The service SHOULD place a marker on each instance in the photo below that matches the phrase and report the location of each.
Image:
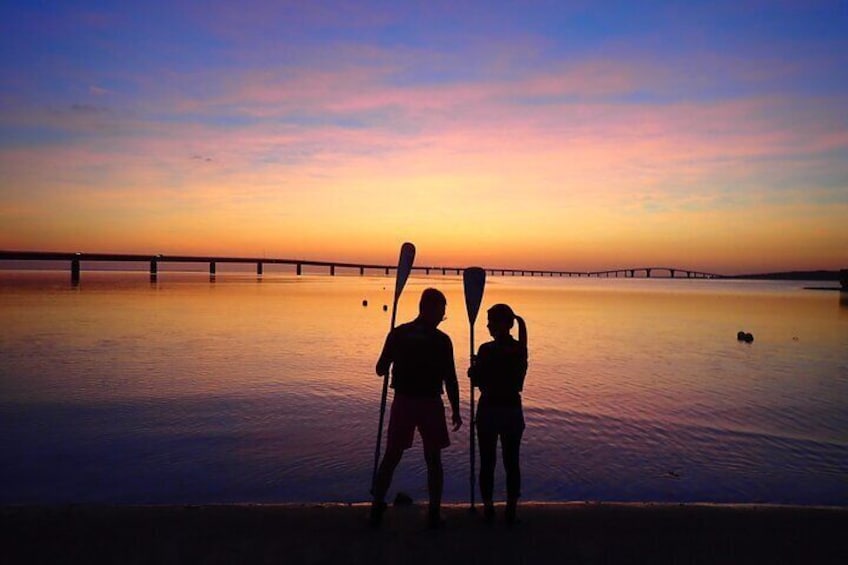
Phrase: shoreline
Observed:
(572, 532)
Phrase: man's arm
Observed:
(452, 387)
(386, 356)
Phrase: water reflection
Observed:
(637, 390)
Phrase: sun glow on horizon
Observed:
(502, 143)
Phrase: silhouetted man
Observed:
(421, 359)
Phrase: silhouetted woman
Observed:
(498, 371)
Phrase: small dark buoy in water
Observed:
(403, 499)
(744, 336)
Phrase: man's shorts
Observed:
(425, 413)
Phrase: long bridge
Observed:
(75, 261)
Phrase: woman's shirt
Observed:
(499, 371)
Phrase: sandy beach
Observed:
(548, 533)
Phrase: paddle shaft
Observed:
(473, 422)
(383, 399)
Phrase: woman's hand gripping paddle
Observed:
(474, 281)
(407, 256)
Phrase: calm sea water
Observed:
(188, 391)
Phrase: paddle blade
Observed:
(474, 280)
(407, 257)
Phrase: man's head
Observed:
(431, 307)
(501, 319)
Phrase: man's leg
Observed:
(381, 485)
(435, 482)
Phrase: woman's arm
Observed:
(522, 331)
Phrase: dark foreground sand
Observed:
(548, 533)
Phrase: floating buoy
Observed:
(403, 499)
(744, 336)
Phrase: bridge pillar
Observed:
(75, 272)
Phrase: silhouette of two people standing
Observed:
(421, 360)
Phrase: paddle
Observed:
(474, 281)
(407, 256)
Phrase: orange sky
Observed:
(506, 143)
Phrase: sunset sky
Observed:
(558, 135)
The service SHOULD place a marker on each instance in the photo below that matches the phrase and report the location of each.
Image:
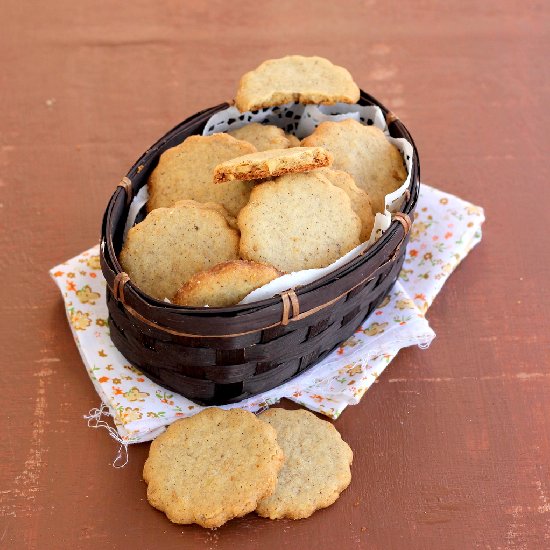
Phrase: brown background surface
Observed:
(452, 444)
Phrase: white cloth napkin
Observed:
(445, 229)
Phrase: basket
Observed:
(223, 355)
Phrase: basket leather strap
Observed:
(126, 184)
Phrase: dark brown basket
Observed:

=====

▶ Exercise details
Recast the stretch of the records from the line containing "Phrase: woman's arm" through the end of the records as a Markdown table with the columns Row and Record line, putting a row number beside each line and omitting blank lines. Leave the pictures out.

▶ Output below
| Row | Record line |
|---|---|
| 1 | Phrase: woman's arm |
| 2 | Observed: |
| 3 | (522, 331) |
| 4 | Phrase: dark foreground sand |
| 5 | Observed: |
| 6 | (548, 533) |
| 7 | Phrase: floating buoy |
| 8 | Observed: |
| 9 | (403, 499) |
| 10 | (744, 336) |
| 11 | Phrase: bridge pillar |
| 12 | Observed: |
| 13 | (75, 272) |
| 14 | Phrase: silhouette of two people standing |
| 15 | Observed: |
| 16 | (421, 360) |
| 17 | Phrase: paddle |
| 18 | Observed: |
| 19 | (474, 281) |
| 20 | (407, 256) |
| 21 | Phrase: orange sky |
| 22 | Observed: |
| 23 | (506, 143) |
| 24 | Phrase: sunset sky |
| 25 | Observed: |
| 26 | (558, 135) |
| 27 | The service SHOULD place a marker on each instance in the photo below that matches the phrase and report the location of each. |
| 28 | Image: |
| 29 | Phrase: brown background surface |
| 30 | Observed: |
| 31 | (452, 444) |
| 32 | Phrase: white cloth napkin |
| 33 | Observed: |
| 34 | (445, 229) |
| 35 | Phrase: basket |
| 36 | Observed: |
| 37 | (223, 355) |
| 38 | Phrase: basket leather strap |
| 39 | Observed: |
| 40 | (126, 184) |
| 41 | Phrase: dark brown basket |
| 42 | Observed: |